Consegne
**a)** Trascrivi dal testo sul Premio Acqui Storia il brano che comincia con le parole contenenti "Così dunque sono" e termina con "verità sul mondo.".
**b)** Elenca tutte le sezioni in cui si articola il premio secondo il testo sul Premio Acqui Storia.

Testo di partenza
◇ ◇ ◇

49° Edizione del Premio Acqui Storia

Un’iniziativa prestigiosa a livello internazionale

Il Premio Acqui Storia, premio letterario annuale, istituito nel 1968 con lo scopo di diffondere la consapevolezza che la ricerca storica è uno dei fondamenti del progresso morale, culturale e sociale della nazione, si articola in tre distinte sezioni: storico-scientifica, storico-divulgativa e romanzo storico.

Giunto alla 49° edizione, rappresenta uno degli appuntamenti culturali più attesi dell’anno, non solo in Italia.  Ci pregiamo di ospitare un articolo del Professor Aldo Alessandro Mola, storico insigne e vice presidente vicario della sezione scientifica della Giuria


Il filtro dell’Acqui Storia

La lunga Marcia del Passato remoto, Democrazia, Liberalismo e… l’Eneide

di Aldo A. Mola

 

“I libri nelle vetrine sono peggio dei santi in calendario. Alcuni vi appaiono ingigantiti, altri hanno un'aureola piccola piccola, come, per stare a questi giorni, da un canto Marco l'Evangelista o Giorgio (anche se cancellato dal calendario della Chiesa romana), Bernardino da Siena, Filippo e Giacomo (apostoli, ci mancherebbe) e, dall'altro, la serqua dei minori e dei minimi (Galdino, Adalgisa, Zita, Tosca, Floriano... sino a Beda).

Messi da parte i santi, la cultura “laica” ha invaso il calendario e assilla quotidianamente con i “giorni della memoria” (inclusi il 25 aprile, il 2 giugno, ecc. ecc.: tutte date molto “convenzionali”, stucchevolmente ricordate ben prima e molto dopo la rispettiva ricorrenza.

Ma se ogni giorno è consacrato alla memoria di qualcuno o di qualche evento (tante Organizzazioni non governative ci campano) subentra la noia: un invincibile bisogno di badare un poco a se stessi anziché al “mondo che ci circonda” e che troppo spesso ci stracca, perché, tutto sommato, mettervi ordine più che alle singole persone toccherebbe al supposto “grande architetto”, sognato da Immanuel Kant quando volle per sé l'epigrafe “Il cielo stellato sopra di noi, la legge morale dentro di noi”. Secoli orsono: tre guerre mondiali fa...

Così dunque sono le vetrine dei librai, con pile di effimere “novità” e cumuli di libri freschi di stampa eppure già appassiti, tanto da essere offerti a prezzo scontato poche settimane dopo la pubblicazione. Molti di essi affollano il coro delle “terze pagine” di quotidiani dalle vendite a picco e riecheggiano i battibecchi televisivi con ospiti dal libretto fresco di giornata, pronti a sfornare la loro verità sul mondo.

◇ ◇ ◇

Parte di un file di dati
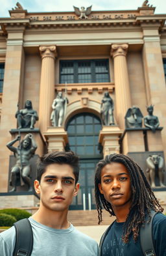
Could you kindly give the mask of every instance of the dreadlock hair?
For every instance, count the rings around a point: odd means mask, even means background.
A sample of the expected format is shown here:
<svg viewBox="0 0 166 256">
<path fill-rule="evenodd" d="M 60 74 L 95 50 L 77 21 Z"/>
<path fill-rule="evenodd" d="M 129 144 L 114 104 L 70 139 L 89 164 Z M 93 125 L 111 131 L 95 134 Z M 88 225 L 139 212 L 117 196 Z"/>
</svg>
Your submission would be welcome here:
<svg viewBox="0 0 166 256">
<path fill-rule="evenodd" d="M 110 216 L 115 216 L 111 204 L 108 202 L 103 194 L 101 193 L 99 184 L 101 183 L 101 171 L 102 168 L 112 162 L 121 163 L 127 169 L 130 177 L 132 190 L 131 206 L 123 226 L 122 239 L 127 243 L 129 236 L 132 233 L 136 242 L 140 229 L 140 226 L 145 224 L 147 214 L 149 222 L 151 219 L 150 210 L 155 212 L 163 212 L 163 208 L 159 204 L 151 190 L 143 171 L 140 167 L 130 158 L 122 154 L 112 154 L 106 156 L 97 165 L 95 177 L 95 195 L 98 212 L 99 222 L 102 221 L 102 206 Z"/>
</svg>

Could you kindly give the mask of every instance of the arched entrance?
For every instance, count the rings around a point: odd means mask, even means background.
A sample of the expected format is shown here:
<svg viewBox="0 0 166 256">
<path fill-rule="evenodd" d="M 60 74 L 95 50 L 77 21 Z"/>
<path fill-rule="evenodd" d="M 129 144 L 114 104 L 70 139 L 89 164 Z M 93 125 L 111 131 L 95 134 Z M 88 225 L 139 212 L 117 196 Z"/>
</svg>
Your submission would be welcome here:
<svg viewBox="0 0 166 256">
<path fill-rule="evenodd" d="M 102 128 L 100 119 L 91 113 L 73 117 L 67 124 L 70 149 L 80 156 L 80 189 L 70 206 L 72 210 L 95 208 L 94 177 L 96 164 L 102 157 L 98 147 L 99 134 Z"/>
</svg>

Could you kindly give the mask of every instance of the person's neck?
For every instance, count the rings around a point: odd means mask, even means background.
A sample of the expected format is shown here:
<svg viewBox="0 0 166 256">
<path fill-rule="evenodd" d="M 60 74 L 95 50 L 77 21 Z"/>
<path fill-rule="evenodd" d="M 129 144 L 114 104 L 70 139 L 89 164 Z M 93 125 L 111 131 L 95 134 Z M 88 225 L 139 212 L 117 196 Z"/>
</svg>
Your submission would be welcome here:
<svg viewBox="0 0 166 256">
<path fill-rule="evenodd" d="M 113 212 L 116 216 L 117 222 L 125 222 L 129 213 L 129 208 L 119 206 L 113 207 Z"/>
<path fill-rule="evenodd" d="M 56 229 L 66 229 L 70 226 L 67 220 L 68 209 L 53 211 L 40 205 L 38 210 L 32 216 L 32 219 L 41 224 Z"/>
</svg>

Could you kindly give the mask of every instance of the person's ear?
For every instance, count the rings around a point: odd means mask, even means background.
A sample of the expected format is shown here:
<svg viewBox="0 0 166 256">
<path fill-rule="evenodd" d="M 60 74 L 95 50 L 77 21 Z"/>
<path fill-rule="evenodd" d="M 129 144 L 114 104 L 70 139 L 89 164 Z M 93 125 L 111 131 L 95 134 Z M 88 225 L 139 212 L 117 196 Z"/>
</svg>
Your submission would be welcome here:
<svg viewBox="0 0 166 256">
<path fill-rule="evenodd" d="M 103 191 L 102 191 L 102 186 L 101 186 L 101 183 L 99 183 L 99 184 L 98 184 L 98 188 L 99 188 L 99 190 L 100 190 L 101 193 L 103 193 Z"/>
<path fill-rule="evenodd" d="M 75 188 L 74 192 L 73 192 L 74 197 L 76 197 L 78 195 L 79 188 L 80 188 L 80 184 L 77 183 L 77 184 L 75 185 Z"/>
<path fill-rule="evenodd" d="M 40 193 L 40 182 L 35 180 L 34 182 L 34 187 L 36 193 Z"/>
</svg>

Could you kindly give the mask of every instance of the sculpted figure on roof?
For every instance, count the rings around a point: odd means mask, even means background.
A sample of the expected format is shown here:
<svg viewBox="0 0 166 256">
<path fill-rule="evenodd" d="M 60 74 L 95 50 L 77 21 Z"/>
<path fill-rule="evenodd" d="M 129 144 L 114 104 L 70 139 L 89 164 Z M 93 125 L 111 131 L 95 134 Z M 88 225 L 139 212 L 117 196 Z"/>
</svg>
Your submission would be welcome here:
<svg viewBox="0 0 166 256">
<path fill-rule="evenodd" d="M 23 7 L 20 5 L 19 3 L 16 3 L 16 6 L 15 8 L 12 8 L 12 10 L 23 10 Z"/>
<path fill-rule="evenodd" d="M 80 10 L 79 8 L 73 6 L 75 14 L 79 16 L 79 19 L 88 19 L 88 16 L 89 15 L 91 12 L 91 7 L 92 5 L 88 7 L 86 10 L 85 7 L 82 7 Z"/>
</svg>

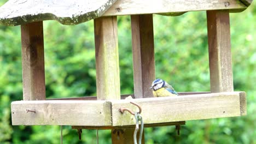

◇ ◇ ◇

Risposte in ordine
**a)**
Così dunque sono le vetrine dei librai, con pile di effimere “novità” e cumuli di libri freschi di stampa eppure già appassiti, tanto da essere offerti a prezzo scontato poche settimane dopo la pubblicazione. Molti di essi affollano il coro delle “terze pagine” di quotidiani dalle vendite a picco e riecheggiano i battibecchi televisivi con ospiti dal libretto fresco di giornata, pronti a sfornare la loro verità sul mondo.

**b)** storico-scientifica, storico-divulgativa, romanzo storico